:: Written task ::
Please lay out the lines from the one containing "Annotate the recessed" through the last line of the entries below, both ends included, as a JSON list of strings with one string per line and blank lines left out.

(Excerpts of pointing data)
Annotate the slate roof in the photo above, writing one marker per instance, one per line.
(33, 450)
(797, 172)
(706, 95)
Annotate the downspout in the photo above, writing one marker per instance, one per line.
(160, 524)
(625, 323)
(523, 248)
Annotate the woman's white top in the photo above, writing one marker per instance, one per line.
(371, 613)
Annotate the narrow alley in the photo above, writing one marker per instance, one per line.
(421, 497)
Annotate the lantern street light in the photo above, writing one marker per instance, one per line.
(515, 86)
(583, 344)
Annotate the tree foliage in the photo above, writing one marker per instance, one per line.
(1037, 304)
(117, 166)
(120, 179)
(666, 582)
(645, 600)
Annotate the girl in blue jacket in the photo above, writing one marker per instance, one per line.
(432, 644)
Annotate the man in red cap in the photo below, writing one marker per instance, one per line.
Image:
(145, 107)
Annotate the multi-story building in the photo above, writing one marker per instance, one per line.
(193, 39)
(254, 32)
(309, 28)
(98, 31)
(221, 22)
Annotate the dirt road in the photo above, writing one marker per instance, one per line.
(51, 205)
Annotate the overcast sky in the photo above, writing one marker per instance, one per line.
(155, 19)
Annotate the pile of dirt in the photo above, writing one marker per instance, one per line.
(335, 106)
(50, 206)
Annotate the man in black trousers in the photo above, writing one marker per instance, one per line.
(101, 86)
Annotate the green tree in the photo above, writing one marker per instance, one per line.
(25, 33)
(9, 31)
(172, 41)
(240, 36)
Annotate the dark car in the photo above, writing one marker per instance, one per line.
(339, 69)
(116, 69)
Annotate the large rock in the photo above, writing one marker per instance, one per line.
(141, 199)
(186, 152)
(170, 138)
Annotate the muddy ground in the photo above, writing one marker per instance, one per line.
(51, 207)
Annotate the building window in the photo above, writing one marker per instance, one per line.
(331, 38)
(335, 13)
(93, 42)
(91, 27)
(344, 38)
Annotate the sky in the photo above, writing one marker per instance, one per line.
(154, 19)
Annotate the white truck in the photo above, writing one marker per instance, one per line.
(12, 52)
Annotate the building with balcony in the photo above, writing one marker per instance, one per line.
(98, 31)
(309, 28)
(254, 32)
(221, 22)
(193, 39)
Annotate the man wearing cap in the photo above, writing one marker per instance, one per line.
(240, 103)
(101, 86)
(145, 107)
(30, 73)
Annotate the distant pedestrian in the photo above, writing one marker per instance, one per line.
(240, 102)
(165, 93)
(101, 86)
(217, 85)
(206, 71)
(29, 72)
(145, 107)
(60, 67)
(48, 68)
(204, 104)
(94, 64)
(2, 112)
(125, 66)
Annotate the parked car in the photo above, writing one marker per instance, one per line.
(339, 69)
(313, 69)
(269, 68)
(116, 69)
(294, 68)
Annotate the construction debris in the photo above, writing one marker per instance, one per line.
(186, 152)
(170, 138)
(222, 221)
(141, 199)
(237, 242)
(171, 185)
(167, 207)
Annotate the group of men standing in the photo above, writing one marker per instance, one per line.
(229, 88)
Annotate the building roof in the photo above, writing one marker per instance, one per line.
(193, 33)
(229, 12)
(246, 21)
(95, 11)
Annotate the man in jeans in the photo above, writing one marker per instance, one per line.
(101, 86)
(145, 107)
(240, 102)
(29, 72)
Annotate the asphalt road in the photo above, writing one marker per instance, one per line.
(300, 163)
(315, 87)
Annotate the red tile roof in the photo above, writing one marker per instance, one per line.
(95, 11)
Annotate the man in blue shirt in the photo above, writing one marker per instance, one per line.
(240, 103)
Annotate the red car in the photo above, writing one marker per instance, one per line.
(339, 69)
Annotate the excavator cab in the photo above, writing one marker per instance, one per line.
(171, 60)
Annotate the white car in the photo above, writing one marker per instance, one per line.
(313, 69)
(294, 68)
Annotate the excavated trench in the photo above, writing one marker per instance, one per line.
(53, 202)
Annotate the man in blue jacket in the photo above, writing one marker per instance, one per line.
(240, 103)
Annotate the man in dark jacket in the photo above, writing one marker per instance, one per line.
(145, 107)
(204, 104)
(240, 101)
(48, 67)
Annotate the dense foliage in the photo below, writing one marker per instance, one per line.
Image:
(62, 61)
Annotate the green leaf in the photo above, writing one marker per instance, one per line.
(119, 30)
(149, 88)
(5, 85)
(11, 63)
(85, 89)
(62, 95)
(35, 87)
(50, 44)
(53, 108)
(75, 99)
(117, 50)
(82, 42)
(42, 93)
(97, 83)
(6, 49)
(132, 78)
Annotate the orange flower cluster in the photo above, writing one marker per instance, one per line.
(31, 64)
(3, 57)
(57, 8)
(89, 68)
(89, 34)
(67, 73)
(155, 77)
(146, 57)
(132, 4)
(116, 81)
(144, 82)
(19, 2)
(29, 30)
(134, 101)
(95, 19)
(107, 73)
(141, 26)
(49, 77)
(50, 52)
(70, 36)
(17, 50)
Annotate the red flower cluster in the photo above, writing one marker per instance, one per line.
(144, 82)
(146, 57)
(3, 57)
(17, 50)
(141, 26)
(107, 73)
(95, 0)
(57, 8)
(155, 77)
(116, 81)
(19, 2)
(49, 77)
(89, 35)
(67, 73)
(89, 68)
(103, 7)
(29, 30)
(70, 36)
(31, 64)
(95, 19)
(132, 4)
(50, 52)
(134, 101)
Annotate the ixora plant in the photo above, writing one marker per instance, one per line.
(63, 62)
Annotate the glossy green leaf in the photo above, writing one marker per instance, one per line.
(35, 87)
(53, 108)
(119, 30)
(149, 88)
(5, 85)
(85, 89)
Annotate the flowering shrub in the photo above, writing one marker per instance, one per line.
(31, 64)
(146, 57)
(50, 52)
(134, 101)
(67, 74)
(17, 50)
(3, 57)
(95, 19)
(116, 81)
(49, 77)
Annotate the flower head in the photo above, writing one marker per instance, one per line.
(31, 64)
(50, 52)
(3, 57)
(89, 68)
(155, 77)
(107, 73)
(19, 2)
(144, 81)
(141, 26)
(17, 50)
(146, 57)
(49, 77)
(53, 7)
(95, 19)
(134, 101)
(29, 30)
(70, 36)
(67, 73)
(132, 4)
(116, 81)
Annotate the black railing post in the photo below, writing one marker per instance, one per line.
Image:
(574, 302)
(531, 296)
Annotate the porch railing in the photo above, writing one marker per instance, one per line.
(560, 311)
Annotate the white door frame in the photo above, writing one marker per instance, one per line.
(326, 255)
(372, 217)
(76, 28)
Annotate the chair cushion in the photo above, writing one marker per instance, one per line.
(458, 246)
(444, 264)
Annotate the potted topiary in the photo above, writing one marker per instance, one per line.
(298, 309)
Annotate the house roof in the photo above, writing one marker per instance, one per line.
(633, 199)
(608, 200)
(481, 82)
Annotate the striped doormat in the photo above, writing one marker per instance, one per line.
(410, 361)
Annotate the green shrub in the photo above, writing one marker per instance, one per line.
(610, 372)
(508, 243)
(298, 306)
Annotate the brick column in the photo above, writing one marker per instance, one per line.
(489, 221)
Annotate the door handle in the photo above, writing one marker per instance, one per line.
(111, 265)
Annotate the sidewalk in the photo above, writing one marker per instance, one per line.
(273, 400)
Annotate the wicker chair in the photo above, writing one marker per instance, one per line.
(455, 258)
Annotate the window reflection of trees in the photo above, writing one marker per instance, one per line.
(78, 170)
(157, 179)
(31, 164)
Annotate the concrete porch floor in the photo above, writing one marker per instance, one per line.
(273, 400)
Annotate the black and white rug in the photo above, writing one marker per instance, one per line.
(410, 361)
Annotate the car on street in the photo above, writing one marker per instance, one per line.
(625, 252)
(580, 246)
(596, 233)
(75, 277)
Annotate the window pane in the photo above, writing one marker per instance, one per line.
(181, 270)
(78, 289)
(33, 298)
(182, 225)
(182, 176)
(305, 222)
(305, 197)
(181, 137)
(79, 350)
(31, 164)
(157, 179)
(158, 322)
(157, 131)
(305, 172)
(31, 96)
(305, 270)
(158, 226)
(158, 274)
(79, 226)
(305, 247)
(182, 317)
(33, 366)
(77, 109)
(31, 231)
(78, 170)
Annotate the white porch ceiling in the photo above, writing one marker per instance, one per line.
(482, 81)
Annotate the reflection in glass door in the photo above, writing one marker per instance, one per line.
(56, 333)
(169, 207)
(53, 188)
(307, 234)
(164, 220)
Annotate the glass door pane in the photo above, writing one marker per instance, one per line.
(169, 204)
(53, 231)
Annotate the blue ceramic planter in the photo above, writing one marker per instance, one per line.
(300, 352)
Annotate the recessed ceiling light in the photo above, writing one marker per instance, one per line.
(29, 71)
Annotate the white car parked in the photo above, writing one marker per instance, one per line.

:: Task result ::
[
  "Annotate the recessed ceiling light in the photo above, writing one marker per instance, one per line.",
  "(29, 71)",
  "Annotate the white car parked in the photo above, writing one marker per instance, one per line."
]